◆ **YOUR TASKS**:
**1)** Print the passage of the javacc JSON parser post between "First of all" and "the javacc file.", inclusive.
**2)** In the javacc JSON parser post, which keywords delimit the JSONHandler class in the grammar file?

Although I didn't wrote a new great programming language, I had a little experience with C lexers/parsers especialy with lex/yacc|flex/bison , a LALR parser. Now I'm programming in Java, I've been looking for the parsers available for this language: the most popular tools seems to be the top-down parsers javacc and antlr. In this post I show how I wrote a simple javacc parser reading a JSON entry (this is just an exercice, it is also easy to write this kind of parser using java.io.StreamTokenizer or java.util.Scanner).
First of all I found that the documentation was very limited and unlike Bison, I had the feeling that the javacc tutorial was a kind of "Look a the examples, isn't it cool ?"? I just writing my notebook here, so on my side I won't explain how I think I've understand how javacc works :-).
OK now, let's go back, to our JSON grammar and to the content of the javacc file.
The file is called JSONHandler.jj, it contains a java class JSONHandler with a main
calling a method object
after reading the input from stdin. This method will parse the json stream , transform it into a java object and echo it on stderr. The class is delimited by the keywords PARSER_BEGIN and PARSER_END
PARSER_BEGIN(JSONHandler)
public class JSONHandler {
public static void main(String args[])
{
try
{
JSONHandler parser = new JSONHandler(System.in);
Object o=parser.object();
System.err.println("JAVA OBJECT: "+o);
} catch(Exception err)
{
err.printStackTrace();
}
}
}
PARSER_END(JSONHandler)
Next we declare that the blank characters will be ignored:
SKIP :
{
" "
| "\t"
| "\n"
| "\r"
}
We then declare the lexical tokens (numbers, string, quoted strings) using a BNF grammar. As an example, here, a
SIMPLE_QUOTE_LITERAL
starts and ends with "\'" , it contains an unlimited number of ("escaped C special characters" or "normal characters").

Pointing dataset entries

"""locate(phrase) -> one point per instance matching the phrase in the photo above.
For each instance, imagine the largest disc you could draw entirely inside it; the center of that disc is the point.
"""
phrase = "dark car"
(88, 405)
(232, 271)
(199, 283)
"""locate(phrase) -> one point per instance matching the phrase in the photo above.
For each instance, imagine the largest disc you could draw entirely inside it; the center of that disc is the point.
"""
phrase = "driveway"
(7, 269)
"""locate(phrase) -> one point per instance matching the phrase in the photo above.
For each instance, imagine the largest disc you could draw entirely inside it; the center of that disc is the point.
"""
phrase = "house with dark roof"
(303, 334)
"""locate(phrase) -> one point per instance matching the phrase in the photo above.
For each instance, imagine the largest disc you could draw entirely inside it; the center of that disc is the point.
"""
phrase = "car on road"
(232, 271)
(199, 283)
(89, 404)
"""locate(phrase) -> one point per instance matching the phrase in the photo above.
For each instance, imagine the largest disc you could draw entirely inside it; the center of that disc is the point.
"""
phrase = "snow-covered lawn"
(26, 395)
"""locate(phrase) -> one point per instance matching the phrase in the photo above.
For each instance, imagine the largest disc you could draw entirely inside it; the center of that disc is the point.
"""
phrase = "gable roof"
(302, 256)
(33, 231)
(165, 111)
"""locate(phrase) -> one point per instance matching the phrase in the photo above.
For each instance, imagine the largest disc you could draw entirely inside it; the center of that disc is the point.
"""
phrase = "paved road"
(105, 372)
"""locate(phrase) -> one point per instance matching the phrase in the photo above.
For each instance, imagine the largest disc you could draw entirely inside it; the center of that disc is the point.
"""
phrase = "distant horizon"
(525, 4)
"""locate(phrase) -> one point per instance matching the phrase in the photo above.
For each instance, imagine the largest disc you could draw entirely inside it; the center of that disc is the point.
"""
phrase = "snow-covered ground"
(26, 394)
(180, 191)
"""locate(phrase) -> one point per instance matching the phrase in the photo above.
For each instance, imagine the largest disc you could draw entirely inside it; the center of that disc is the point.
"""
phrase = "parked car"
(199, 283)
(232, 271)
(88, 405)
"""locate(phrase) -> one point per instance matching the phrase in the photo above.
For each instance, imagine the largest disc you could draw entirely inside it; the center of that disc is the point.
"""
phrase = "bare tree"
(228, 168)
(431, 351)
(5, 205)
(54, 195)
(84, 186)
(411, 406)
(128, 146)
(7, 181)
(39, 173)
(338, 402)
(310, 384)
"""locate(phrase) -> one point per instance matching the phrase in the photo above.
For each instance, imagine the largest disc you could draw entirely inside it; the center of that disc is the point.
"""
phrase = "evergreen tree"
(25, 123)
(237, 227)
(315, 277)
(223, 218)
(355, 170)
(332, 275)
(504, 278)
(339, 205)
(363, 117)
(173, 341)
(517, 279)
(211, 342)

◆ **ANSWERS TO THE EXERCISES**:
**1)**
First of all I found that the documentation was very limited and unlike Bison, I had the feeling that the javacc tutorial was a kind of "Look a the examples, isn't it cool ?"? I just writing my notebook here, so on my side I won't explain how I think I've understand how javacc works :-).
OK now, let's go back, to our JSON grammar and to the content of the javacc file.

**2)** PARSER_BEGIN and PARSER_END